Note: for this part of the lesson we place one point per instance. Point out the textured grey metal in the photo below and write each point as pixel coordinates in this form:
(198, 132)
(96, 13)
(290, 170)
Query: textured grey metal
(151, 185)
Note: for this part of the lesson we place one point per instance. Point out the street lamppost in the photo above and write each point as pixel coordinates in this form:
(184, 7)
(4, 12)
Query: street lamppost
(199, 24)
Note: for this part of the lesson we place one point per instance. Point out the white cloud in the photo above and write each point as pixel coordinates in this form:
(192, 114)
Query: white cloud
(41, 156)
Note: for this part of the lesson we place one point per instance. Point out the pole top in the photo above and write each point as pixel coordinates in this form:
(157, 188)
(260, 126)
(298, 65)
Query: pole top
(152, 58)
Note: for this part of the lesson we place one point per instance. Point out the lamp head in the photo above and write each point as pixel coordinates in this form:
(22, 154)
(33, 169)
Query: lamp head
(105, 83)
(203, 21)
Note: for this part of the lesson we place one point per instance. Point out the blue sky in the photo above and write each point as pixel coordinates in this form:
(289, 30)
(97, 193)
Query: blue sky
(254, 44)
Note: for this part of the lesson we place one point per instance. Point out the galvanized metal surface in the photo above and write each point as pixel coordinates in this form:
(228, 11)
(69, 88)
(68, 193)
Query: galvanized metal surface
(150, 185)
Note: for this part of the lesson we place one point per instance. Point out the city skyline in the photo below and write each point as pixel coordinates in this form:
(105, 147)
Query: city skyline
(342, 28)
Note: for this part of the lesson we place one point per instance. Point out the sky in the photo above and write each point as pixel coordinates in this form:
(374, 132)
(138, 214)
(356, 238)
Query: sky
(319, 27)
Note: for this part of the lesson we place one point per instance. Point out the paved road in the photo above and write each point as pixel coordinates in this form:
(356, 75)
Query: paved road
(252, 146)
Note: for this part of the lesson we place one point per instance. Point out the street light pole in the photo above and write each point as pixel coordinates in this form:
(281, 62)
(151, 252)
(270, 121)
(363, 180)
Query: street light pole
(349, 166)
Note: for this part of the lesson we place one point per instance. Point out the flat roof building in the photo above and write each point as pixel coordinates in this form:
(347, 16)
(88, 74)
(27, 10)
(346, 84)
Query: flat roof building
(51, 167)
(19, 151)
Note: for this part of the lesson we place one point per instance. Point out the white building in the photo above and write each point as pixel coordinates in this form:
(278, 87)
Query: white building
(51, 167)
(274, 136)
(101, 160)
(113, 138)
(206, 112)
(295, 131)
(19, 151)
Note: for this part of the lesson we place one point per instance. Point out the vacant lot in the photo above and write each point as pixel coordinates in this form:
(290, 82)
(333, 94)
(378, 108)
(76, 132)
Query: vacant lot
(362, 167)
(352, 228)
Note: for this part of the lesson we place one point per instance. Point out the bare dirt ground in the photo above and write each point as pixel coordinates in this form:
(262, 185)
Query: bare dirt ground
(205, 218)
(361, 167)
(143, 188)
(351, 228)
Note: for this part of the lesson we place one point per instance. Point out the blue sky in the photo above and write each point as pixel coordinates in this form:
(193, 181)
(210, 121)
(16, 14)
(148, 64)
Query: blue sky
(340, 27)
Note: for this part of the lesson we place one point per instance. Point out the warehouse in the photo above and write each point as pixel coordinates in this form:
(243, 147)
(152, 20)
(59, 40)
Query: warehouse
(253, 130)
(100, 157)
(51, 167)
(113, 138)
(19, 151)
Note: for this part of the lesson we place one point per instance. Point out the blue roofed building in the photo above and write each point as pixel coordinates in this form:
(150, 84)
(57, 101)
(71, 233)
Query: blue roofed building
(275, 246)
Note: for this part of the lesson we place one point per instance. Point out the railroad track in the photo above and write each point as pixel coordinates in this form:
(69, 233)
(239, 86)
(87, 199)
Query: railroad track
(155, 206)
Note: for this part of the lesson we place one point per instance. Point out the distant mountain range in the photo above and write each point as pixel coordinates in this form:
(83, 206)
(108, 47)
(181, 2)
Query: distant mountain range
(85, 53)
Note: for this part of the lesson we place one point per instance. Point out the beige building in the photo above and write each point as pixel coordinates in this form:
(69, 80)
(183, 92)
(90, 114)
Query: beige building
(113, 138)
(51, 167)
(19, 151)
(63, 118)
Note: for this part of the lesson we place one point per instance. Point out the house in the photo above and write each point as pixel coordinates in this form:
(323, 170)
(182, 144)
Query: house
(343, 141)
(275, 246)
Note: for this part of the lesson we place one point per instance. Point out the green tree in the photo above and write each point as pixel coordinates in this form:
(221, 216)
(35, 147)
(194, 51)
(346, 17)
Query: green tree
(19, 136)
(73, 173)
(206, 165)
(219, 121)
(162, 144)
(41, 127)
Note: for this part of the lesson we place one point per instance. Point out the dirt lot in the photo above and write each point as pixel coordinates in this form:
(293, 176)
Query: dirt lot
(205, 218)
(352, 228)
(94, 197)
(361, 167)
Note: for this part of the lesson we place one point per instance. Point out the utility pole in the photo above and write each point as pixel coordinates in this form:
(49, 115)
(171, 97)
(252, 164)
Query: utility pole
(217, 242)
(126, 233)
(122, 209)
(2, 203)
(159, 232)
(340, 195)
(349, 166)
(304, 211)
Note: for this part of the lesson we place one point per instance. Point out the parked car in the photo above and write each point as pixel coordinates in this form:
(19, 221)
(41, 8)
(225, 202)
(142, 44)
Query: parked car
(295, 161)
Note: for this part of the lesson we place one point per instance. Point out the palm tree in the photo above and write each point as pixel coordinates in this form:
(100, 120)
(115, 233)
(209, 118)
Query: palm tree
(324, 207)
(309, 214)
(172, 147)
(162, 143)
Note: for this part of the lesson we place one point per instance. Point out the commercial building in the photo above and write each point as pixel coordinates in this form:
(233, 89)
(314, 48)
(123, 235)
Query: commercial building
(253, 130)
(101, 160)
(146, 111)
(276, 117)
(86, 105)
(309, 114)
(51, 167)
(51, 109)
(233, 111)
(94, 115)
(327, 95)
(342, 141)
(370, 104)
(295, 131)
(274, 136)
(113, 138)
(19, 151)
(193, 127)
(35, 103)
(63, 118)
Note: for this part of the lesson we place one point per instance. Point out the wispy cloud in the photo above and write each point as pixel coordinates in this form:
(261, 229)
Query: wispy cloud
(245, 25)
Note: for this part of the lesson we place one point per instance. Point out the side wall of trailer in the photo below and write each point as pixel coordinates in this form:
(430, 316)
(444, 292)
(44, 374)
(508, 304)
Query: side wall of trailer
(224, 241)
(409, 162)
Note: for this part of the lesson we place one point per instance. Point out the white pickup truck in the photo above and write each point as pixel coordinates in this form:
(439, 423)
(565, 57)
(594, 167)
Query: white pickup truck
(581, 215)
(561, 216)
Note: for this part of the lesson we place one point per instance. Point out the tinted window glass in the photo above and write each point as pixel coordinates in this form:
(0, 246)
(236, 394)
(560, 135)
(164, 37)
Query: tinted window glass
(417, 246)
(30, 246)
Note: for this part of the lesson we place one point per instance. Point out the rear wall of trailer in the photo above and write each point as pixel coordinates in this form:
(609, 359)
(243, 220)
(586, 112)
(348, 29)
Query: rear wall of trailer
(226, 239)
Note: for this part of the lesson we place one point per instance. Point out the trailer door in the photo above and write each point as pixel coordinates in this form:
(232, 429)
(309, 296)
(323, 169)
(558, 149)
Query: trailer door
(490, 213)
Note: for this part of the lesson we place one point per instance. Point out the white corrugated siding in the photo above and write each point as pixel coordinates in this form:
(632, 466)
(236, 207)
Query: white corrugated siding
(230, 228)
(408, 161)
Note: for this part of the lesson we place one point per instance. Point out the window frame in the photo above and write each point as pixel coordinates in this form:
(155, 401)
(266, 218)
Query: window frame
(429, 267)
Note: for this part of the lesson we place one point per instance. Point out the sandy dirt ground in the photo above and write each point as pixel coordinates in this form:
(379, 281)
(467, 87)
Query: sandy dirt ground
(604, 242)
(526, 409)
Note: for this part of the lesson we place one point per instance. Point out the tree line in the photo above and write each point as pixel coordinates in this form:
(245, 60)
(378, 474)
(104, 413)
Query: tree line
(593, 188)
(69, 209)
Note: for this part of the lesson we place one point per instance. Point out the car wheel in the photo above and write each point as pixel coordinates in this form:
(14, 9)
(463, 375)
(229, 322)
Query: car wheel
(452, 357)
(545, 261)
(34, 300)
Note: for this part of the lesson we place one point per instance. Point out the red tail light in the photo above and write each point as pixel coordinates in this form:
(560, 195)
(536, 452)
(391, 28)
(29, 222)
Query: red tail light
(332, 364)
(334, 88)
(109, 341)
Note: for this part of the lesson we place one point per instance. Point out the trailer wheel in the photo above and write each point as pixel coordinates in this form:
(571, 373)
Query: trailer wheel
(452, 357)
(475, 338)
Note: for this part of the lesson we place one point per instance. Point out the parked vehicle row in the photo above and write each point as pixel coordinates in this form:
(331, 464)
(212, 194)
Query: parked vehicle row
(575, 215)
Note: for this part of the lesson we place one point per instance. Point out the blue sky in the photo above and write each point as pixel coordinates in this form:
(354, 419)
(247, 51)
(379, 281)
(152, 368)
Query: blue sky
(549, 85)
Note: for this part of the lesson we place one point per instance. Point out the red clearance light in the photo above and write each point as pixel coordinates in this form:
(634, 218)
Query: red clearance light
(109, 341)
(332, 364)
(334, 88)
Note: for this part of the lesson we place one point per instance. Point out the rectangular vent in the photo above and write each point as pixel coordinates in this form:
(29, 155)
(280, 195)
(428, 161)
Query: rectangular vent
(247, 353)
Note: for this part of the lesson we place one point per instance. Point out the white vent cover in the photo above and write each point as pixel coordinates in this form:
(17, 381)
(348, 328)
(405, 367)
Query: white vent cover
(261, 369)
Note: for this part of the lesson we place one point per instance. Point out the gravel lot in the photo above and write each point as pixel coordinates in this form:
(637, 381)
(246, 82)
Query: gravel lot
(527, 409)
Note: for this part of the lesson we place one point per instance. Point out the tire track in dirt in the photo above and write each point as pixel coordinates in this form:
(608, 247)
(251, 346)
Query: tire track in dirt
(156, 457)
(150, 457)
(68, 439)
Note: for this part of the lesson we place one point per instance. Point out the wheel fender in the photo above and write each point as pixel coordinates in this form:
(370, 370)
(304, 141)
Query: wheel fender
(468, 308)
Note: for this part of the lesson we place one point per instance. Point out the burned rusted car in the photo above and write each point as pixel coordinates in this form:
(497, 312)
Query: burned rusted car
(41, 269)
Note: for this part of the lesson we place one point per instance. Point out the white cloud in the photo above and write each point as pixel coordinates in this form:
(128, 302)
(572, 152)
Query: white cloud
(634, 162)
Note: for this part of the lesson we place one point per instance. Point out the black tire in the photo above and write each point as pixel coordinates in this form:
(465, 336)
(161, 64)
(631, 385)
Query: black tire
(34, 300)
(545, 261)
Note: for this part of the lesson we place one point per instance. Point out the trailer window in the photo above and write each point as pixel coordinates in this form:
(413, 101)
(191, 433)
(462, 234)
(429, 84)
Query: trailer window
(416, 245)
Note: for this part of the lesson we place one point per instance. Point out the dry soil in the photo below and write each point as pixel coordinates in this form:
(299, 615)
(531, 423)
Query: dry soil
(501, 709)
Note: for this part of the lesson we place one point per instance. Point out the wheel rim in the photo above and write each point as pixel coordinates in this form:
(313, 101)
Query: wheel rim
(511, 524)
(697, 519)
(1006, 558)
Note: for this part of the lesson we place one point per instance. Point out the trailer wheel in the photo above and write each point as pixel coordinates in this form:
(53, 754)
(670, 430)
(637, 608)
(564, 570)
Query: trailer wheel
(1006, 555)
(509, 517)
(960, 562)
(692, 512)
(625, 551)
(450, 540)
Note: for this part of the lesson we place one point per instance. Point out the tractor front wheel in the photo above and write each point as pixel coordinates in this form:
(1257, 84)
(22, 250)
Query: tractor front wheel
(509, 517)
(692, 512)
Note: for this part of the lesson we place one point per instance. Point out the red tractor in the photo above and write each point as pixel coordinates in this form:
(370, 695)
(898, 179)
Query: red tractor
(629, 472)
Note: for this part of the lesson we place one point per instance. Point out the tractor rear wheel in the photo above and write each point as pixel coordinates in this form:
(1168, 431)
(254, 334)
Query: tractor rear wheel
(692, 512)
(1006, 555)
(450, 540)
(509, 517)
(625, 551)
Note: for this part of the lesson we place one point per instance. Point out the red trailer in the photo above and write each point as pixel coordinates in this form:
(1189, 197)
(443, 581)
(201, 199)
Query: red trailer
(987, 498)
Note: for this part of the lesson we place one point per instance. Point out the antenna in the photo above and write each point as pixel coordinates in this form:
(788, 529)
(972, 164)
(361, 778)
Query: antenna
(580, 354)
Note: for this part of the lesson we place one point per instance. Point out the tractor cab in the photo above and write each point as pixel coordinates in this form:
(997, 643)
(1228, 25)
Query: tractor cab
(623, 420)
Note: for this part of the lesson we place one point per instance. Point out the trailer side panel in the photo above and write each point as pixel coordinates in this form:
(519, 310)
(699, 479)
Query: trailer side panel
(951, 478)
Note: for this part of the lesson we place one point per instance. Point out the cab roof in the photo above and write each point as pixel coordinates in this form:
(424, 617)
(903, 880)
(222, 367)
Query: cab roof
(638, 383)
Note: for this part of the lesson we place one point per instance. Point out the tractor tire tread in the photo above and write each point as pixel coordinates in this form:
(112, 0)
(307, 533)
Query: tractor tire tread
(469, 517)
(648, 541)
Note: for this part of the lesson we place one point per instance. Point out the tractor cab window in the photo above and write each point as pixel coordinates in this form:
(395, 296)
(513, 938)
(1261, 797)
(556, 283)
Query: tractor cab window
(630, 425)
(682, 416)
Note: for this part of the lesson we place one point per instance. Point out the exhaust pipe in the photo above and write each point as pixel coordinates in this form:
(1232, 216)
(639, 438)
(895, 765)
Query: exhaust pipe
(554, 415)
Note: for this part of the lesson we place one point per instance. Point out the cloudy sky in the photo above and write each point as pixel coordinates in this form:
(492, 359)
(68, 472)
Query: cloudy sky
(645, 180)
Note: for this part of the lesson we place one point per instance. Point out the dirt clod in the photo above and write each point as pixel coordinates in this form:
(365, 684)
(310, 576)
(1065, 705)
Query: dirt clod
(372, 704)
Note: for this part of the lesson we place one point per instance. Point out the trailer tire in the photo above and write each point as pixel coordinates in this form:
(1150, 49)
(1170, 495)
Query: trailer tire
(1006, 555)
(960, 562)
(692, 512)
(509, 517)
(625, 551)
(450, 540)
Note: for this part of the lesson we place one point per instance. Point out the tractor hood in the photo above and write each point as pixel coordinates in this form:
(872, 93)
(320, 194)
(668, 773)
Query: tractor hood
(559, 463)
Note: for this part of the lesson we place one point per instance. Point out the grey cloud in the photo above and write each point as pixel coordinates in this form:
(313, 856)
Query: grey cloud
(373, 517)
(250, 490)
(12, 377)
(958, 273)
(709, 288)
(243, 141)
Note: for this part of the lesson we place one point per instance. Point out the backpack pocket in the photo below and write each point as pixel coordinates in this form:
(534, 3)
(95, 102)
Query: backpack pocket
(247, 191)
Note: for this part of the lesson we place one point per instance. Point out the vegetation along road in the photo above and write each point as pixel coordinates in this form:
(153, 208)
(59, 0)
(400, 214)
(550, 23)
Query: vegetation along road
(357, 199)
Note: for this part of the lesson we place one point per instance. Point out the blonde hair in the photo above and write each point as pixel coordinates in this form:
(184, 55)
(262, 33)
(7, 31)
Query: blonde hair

(Problem to solve): Repeat word for word every line from the one that holds "the tractor hood" to the end. Both ends count.

(Solution):
Note: for this part of the lesson we place one point per instance. Point out the tractor hood in the photo above and write each point as pixel coordinates in this form:
(872, 93)
(320, 194)
(668, 773)
Query: tractor hood
(559, 463)
Note: for this part of the lesson we place one point per instance. Point out the grey cloud in the photo above and write each point as pixel coordinates in this form:
(313, 856)
Query: grey cloud
(373, 517)
(250, 490)
(12, 377)
(958, 273)
(709, 288)
(243, 141)
Note: for this part of the lesson we place one point per instance. Point out the backpack pocket in the photo below and write each point as pixel coordinates in this form:
(534, 3)
(95, 102)
Query: backpack pocket
(247, 191)
Note: for this part of the lesson we place one point per instance. Point out the vegetation along road in the photo above and write each point as pixel coordinates in this form:
(153, 208)
(59, 0)
(400, 214)
(550, 23)
Query: vegetation along road
(357, 199)
Note: for this part of the lesson we place one point per instance. Point out the blonde hair in the photo above and write each point as pixel coordinates in this form:
(184, 55)
(262, 33)
(7, 31)
Query: blonde hair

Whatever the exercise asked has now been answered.